→ **RECORDS PROVIDED**
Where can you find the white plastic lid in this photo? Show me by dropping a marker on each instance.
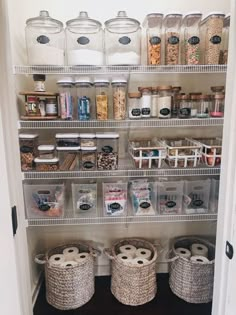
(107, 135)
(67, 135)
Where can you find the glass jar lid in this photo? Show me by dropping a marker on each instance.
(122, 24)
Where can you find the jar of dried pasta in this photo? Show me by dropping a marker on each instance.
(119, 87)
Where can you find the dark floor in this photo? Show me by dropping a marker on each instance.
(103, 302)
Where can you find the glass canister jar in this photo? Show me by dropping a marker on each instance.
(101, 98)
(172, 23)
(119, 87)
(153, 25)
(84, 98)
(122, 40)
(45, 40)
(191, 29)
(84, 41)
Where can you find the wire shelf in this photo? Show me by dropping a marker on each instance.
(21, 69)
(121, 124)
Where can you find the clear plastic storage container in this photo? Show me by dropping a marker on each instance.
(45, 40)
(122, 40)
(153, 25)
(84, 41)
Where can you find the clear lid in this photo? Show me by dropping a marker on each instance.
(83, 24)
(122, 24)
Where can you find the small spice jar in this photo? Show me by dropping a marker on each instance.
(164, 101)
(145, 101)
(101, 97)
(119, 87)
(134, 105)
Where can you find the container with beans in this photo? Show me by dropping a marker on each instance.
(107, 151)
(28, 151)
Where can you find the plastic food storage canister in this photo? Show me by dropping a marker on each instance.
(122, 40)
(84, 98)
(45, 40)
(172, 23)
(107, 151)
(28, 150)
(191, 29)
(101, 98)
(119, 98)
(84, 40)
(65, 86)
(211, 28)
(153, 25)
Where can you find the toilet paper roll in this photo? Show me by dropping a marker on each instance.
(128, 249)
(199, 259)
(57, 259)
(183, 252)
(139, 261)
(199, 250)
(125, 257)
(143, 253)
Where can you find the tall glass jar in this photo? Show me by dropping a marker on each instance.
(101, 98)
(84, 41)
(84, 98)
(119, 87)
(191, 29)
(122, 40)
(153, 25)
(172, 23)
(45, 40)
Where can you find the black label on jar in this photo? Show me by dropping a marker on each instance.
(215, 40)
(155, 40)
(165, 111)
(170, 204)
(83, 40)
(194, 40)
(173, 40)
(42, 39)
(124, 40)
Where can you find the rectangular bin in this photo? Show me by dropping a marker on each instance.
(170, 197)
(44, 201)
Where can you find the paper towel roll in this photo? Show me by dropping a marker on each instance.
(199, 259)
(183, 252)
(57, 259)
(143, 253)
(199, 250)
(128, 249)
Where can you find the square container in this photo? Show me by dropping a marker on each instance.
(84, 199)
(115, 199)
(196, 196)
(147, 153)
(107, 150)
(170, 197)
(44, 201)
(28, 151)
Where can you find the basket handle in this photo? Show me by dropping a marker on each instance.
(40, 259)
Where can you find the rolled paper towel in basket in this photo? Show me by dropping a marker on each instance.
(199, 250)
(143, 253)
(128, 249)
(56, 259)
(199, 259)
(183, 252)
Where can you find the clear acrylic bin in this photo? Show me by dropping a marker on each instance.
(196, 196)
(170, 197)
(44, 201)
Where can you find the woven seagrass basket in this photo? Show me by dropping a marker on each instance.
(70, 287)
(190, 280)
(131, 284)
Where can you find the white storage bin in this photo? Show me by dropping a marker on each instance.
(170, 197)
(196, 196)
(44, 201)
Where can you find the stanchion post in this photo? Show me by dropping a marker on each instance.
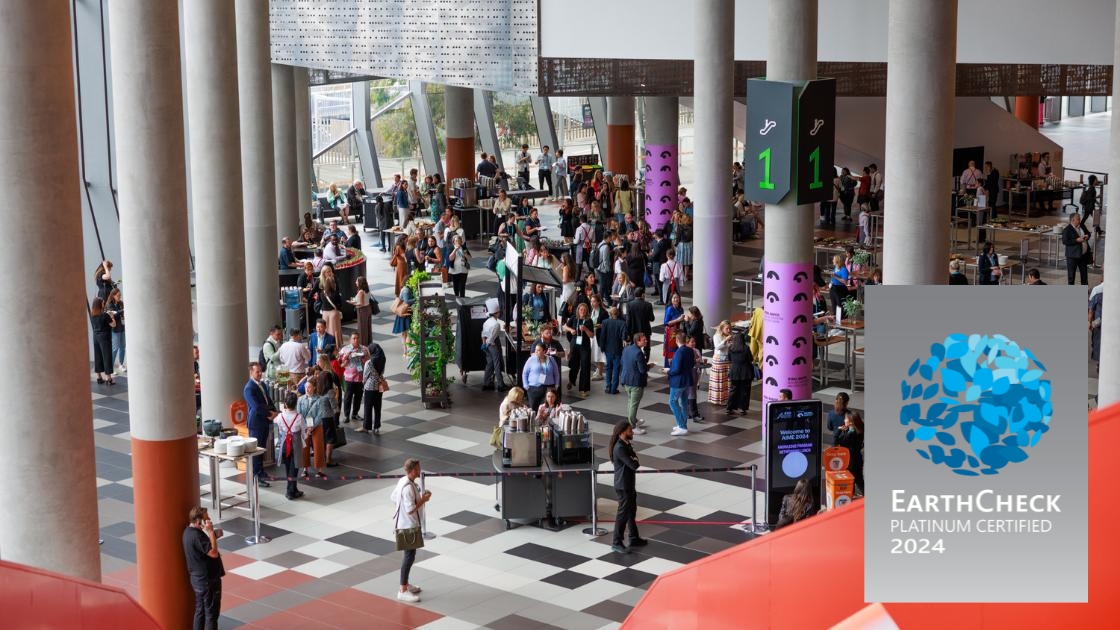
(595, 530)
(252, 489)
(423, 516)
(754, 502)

→ **PROBLEM REQUIREMENTS**
Please update the rows from the line with "Where can you find the clear acrylic" up to and including the last line of the rows, replacing "marker" with "pin" and changing nothing else. Give only those lines, without the pictures.

→ **FULL RESPONSE**
Where can you find the clear acrylic bin in this photo? Show me by dropping a pin on each instance.
(196, 196)
(170, 197)
(44, 201)
Where can you find the woven seagrass basket in this photo? Show me by dropping a pin on each instance.
(70, 287)
(190, 280)
(131, 284)
Where can you find the white storage bin in this photo? Show me by dropping a pin on each instance.
(170, 197)
(196, 196)
(44, 201)
Where can you find the stanchion post in this photo? Show me by dropping a pin on each instance.
(595, 530)
(252, 489)
(423, 516)
(754, 502)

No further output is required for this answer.